* BEGIN *
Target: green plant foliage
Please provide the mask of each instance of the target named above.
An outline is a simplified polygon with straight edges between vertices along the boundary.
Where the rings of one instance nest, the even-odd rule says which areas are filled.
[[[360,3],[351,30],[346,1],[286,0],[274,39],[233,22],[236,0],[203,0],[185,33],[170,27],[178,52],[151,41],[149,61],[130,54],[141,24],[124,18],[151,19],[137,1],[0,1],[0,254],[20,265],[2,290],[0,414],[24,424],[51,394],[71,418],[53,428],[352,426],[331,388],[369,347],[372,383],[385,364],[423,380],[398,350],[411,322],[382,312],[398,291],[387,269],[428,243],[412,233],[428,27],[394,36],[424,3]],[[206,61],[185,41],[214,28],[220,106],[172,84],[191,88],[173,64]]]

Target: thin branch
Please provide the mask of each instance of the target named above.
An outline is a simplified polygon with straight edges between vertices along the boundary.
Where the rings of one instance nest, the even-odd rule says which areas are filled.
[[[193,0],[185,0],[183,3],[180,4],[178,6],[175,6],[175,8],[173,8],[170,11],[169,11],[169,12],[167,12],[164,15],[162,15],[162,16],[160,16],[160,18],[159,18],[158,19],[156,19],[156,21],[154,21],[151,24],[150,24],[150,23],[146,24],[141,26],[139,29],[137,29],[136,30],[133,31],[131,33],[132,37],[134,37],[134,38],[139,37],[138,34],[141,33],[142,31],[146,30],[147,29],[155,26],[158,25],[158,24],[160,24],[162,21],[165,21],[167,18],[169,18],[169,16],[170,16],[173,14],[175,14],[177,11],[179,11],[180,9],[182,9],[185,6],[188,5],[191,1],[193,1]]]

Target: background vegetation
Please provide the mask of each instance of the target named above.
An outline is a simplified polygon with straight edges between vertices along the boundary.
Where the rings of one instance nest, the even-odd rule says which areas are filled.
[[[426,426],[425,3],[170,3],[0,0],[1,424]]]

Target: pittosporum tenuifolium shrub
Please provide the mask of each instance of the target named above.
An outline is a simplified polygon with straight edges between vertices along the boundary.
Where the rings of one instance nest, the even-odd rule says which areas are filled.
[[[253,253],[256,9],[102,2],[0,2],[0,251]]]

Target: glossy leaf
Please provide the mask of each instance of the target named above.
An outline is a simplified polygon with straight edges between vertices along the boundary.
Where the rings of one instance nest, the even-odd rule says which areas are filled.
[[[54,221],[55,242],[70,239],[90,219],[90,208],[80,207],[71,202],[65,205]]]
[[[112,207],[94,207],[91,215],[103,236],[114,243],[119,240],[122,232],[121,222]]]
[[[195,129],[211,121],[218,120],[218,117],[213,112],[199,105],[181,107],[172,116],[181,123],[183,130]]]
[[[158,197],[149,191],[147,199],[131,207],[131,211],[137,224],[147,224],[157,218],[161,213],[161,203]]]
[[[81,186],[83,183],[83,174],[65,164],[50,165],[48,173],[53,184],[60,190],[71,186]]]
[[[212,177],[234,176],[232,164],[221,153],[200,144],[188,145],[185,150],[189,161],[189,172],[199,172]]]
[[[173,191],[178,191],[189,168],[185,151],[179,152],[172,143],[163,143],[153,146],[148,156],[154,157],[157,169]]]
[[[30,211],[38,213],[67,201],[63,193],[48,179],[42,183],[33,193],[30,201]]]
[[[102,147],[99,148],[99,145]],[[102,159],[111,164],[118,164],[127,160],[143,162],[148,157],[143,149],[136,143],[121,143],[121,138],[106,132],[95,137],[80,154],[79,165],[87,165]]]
* END *
● **Instructions to follow**: Reproduce every line of the material above, character for character.

● **Solution to this problem**:
Target: green plant foliage
Please provide the mask of each instance of the target named above.
An outline is a simplified polygon with straight edges between vertices along the boundary.
Where the rings of one instance nest, the even-odd rule says which areas are filled.
[[[360,3],[351,30],[346,1],[286,0],[274,39],[233,22],[236,0],[203,0],[185,33],[170,27],[178,52],[151,41],[149,61],[130,54],[141,24],[124,18],[151,19],[137,1],[0,1],[0,254],[20,265],[2,290],[0,414],[24,424],[51,394],[71,418],[53,428],[352,426],[331,388],[369,347],[372,383],[385,364],[423,380],[398,350],[411,322],[382,312],[398,291],[387,269],[428,243],[412,233],[428,27],[394,36],[424,3]],[[206,61],[185,41],[214,28],[220,106],[172,84],[191,88],[173,64]]]

Target: thin branch
Please provide the mask of each instance of the target named above.
An outline is a simplified polygon with straight edges between vertices along the boundary.
Where the rings of one instance nest, the even-odd rule says which areas are filled.
[[[193,0],[185,0],[183,3],[180,4],[178,6],[175,6],[175,8],[173,8],[170,11],[169,11],[169,12],[167,12],[164,15],[162,15],[162,16],[160,16],[160,18],[159,18],[158,19],[156,19],[156,21],[154,21],[151,24],[150,24],[150,23],[146,24],[141,26],[139,29],[137,29],[136,30],[133,31],[131,33],[132,37],[134,37],[134,38],[139,37],[138,34],[141,33],[142,31],[146,30],[147,29],[155,26],[158,25],[158,24],[160,24],[162,21],[165,21],[167,18],[169,18],[169,16],[170,16],[173,14],[175,14],[177,11],[179,11],[180,9],[182,9],[185,6],[188,5],[191,1],[193,1]]]

Target: background vegetation
Please provide the mask of each instance of the target named above.
An outline is a simplified polygon with straight edges between vertices along the boundary.
Where the rings of one instance nest, the even-odd rule says which areas are filled.
[[[426,426],[425,3],[170,3],[0,0],[1,424]]]

Target: pittosporum tenuifolium shrub
Please provide the mask of each instance of the target named above.
An outline is a simplified polygon with straight edges between vertices along the boundary.
Where the rings of one instance nest, the even-odd rule says which areas are filled.
[[[253,253],[256,9],[102,2],[0,2],[0,251]]]

Target: glossy leaf
Please provide the mask of each instance of the target named above.
An outline is a simplified polygon with straight edges between vertices along the boundary.
Where the rings of one instance nest, the even-odd rule says which areas are filled.
[[[54,221],[55,242],[70,239],[90,219],[90,208],[80,207],[71,202],[65,205]]]
[[[112,207],[94,207],[91,215],[103,236],[114,243],[119,240],[122,232],[121,222]]]
[[[195,129],[211,121],[218,120],[218,117],[213,112],[199,105],[181,107],[172,116],[181,123],[183,130]]]
[[[158,197],[149,191],[147,199],[131,207],[131,211],[137,224],[147,224],[157,218],[161,213],[161,203]]]
[[[81,186],[83,183],[83,174],[65,164],[50,165],[48,173],[53,184],[60,190],[71,186]]]
[[[212,177],[234,176],[232,164],[221,153],[200,144],[188,145],[185,150],[189,161],[189,172],[199,172]]]
[[[173,191],[178,191],[189,168],[185,151],[179,152],[172,143],[163,143],[153,146],[148,156],[154,157],[157,169]]]
[[[30,211],[38,213],[67,201],[63,193],[48,179],[42,183],[33,193],[30,201]]]
[[[102,147],[99,148],[99,145]],[[102,159],[111,164],[118,164],[127,160],[143,162],[148,157],[143,149],[136,143],[121,143],[121,138],[106,132],[95,137],[80,154],[79,165],[87,165]]]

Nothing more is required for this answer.